■ Written problem 1 ■
In the Spielberg documentary transcript, why does Oprah Winfrey say it was a really big deal for Steven to take on this material? Answer in one to three sentences.

>> begin Source document

Spielberg Page #9

Synopsis: A documentary on the life and career of one of the most influential film directors of all time, Steven Spielberg.
Director(s): Susan Lacy
Production: HBO
  2 nominations.
 
IMDB:
7.7
Rotten Tomatoes:
91%
TV-MA
Year:
2017
147 min
369 Views


You cut me

and I'll kill you.

Spielberg:

I was looking for a different

perception of myself.

And if I didn't want

to consciously

make a departure

and prove something,

not just to myself

but to everyone else,

I might not have chosen

"Color Purple" as my next movie.

But it was my first

really mature film,

which took on, you know,

substantive, humanistic

subject matter.

I was turning 40

and I was looking at life

perhaps less optimistically.

And so, I knew

this was gonna be

a very sobering journey,

and I was willing

to take it on.

All my life

I had to fight.

I had to fight my daddy,

I had to fight my uncles,

I had to fight

my brothers.

A girl child ain't safe

in a family of mens,

but I ain't never thought

I had to fight in my own house!

I loves Harpo.

God knows I do,

but I'll kill him dead

before I let him beat me.

Oprah Winfrey:

For Steven to even

take on this material

was a really big deal,

because you're messing

in some territory

where if you get it wrong,

then you get a lot

of people upset.

He wanted to create not only

an African-American worldview,

but a matriarchal world

in the presence

of patriarchal repression

and violence.

And I truly believe

that he wanted

to stretch himself in a way

that he never had before.

Hoberman:

And he does push himself,

but he's not gonna push

himself too far in advance--

the audience

or maybe his own,

you know,

core inclination.

He don't ever ask me

how I feel.

Just never asked me

nothing about myself.

Just climb on top of me,

do his business.

"Do his business"?

>> end Source document
>> begin Records supplied

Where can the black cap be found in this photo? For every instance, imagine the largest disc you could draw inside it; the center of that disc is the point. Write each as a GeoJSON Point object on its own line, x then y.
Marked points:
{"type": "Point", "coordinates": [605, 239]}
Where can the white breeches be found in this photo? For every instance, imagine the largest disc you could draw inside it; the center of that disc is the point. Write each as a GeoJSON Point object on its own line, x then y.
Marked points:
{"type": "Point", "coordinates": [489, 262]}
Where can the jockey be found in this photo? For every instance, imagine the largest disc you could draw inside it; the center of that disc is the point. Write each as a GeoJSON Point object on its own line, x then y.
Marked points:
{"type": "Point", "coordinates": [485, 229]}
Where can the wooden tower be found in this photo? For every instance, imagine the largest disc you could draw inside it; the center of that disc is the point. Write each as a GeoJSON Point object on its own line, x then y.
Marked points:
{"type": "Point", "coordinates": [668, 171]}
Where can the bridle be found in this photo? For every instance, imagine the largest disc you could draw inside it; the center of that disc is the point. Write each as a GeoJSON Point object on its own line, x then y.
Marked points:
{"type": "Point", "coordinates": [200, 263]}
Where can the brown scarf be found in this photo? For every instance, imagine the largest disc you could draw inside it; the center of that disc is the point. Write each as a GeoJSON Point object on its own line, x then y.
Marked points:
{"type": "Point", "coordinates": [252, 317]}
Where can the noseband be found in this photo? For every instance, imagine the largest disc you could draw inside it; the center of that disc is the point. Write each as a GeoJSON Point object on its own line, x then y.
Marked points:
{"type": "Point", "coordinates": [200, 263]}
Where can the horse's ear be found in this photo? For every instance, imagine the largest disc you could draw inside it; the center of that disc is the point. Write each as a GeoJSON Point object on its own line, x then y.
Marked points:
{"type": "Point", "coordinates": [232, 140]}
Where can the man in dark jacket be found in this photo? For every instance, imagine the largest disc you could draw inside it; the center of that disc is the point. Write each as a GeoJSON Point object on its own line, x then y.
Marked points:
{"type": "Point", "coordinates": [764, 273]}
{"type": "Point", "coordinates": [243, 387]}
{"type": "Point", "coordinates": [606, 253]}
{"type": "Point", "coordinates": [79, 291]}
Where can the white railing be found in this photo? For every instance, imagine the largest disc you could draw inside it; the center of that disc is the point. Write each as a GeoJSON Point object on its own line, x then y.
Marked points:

>> end Records supplied

■ Written problem 2 ■
Gather every line of the records that contains the word "white".

■ Written solution 1 ■
She says it was a big deal because he was moving into territory where getting it wrong would upset a lot of people.

■ Written solution 2 ■
Where can the white breeches be found in this photo? For every instance, imagine the largest disc you could draw inside it; the center of that disc is the point. Write each as a GeoJSON Point object on its own line, x then y.
Where can the white railing be found in this photo? For every instance, imagine the largest disc you could draw inside it; the center of that disc is the point. Write each as a GeoJSON Point object on its own line, x then y.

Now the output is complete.